Поставленная задача 1:
Перепишите без изменений часть записей: всё от строки, содержащей «locate the mountain», вниз до самого конца записей, обе границы включительно.
··· Исходный текст ···
Вспомним немецкое scharlach, английское scharlet, французское ecarlate. Эти названия достойны великого цвета. Напротив, amarillo (желтый) в испанском языке звучит слабо; английское yellow настолько схоже с amarillo, что я думаю, в староиспанском существовала форма amariello.

Я живу в мире, где цвета существуют, и хотел бы сказать, что если я говорю о своей собственной скромной слепоте, то делаю это потому, что она не абсолютная, как обычно думают, и, во-вторых, потому, что речь идет обо мне.

Мой случай не так уж трагичен. Трагичны судьбы тех, кто теряет зрение внезапно; в моем случае эти медленные сумерки, эта постепенная потеря зрения началась с моего рождения. С 1899 года более полувека без особого драматизма длился этот сгущающийся полумрак.

Для этой лекции мне нужно было припомнить моменты трогательные. Скажем, когда я узнал, что потерял зрение, зрение человека пишущего и читающего.

Почему не назвать дату, столь памятную — 1955 год. Я говорю не о знаменитых сентябрьских ливнях, а о своих обстоятельствах.

За свою жизнь я получил множество незаслуженных почестей, но ни одна из них не обрадовала меня больше, чем назначение на пост директора Национальной библиотеки. По причинам скорее политического, чем литературного характера, я был назначен на этот пост Освободительной революцией.

Став директором библиотеки, я возвратился в дом на улице Мехико в квартале Монсеррат, в южной части города, в дом, о котором я хранил столько воспоминаний. Я никогда не мечтал о возможности стать директором библиотеки, и воспоминания мои были совсем иного рода. По вечерам мы приходили сюда с отцом. Отец мой, профессор психологии, просил книгу Бергсона или Уильяма Джемса, своих излюбленных авторов, или Густава Шпиллера. Я был слишком робок, чтобы попросить книгу, и брал какой-нибудь том Британской энциклопедии или немецких энциклопедий Брокгауза или Майера. Я выбирал том наугад, клал на полку сбоку и читал.
··· Предоставленные записи ···
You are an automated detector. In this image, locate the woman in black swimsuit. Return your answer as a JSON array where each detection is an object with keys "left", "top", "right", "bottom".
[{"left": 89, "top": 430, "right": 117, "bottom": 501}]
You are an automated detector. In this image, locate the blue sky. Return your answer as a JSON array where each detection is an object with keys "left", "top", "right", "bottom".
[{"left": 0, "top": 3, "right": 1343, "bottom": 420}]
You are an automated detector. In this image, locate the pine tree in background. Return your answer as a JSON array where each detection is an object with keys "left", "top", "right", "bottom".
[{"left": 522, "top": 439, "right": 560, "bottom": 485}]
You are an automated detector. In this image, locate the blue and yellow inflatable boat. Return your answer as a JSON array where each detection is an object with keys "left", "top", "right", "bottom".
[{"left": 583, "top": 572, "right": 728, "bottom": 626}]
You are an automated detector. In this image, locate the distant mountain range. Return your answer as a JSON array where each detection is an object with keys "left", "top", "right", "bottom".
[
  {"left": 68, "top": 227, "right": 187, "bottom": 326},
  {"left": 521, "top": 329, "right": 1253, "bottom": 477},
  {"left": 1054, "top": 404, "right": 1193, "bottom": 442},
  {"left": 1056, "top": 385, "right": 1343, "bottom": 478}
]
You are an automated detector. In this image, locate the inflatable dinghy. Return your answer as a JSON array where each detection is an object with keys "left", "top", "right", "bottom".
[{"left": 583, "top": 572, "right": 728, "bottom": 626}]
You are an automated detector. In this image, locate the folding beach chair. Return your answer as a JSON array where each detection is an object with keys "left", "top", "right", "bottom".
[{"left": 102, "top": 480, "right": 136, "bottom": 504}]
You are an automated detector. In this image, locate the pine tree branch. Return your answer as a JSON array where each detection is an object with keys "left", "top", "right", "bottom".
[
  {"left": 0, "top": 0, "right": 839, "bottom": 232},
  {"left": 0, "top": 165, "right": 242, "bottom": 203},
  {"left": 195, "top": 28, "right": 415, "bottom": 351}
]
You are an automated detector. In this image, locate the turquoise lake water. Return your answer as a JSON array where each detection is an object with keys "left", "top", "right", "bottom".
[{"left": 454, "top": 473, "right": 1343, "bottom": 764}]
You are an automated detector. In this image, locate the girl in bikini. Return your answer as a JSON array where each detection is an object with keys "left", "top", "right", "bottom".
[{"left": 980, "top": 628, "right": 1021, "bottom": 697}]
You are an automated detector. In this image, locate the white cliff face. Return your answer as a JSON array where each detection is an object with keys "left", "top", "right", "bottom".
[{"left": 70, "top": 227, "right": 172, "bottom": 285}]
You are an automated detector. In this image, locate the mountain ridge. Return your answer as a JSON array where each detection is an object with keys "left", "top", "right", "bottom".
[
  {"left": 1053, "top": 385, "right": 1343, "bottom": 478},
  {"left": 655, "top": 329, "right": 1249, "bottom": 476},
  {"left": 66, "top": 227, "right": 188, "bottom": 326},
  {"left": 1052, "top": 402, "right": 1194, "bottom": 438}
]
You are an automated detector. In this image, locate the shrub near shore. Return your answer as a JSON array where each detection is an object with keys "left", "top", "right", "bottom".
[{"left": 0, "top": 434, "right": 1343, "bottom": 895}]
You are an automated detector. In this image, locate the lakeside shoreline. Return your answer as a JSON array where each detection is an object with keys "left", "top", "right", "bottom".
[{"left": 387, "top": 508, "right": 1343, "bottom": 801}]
···
Поставленная задача 2:
Где, согласно тексту о слепоте и Национальной библиотеке, находился дом, в который вернулся говорящий, став директором библиотеки?

Письменный ответ 1:
You are an automated detector. In this image, locate the mountain ridge. Return your answer as a JSON array where each detection is an object with keys "left", "top", "right", "bottom".
[
  {"left": 1053, "top": 385, "right": 1343, "bottom": 478},
  {"left": 655, "top": 329, "right": 1249, "bottom": 476},
  {"left": 66, "top": 227, "right": 188, "bottom": 326},
  {"left": 1052, "top": 402, "right": 1194, "bottom": 438}
]
You are an automated detector. In this image, locate the shrub near shore. Return your answer as a JSON array where each detection is an object with keys "left", "top", "right", "bottom".
[{"left": 0, "top": 434, "right": 1343, "bottom": 895}]
You are an automated detector. In this image, locate the lakeside shoreline. Return your answer as a JSON array where each detection is an object with keys "left", "top", "right", "bottom".
[{"left": 387, "top": 508, "right": 1343, "bottom": 801}]

Письменный ответ 2:
На улице Мехико в квартале Монсеррат, в южной части города.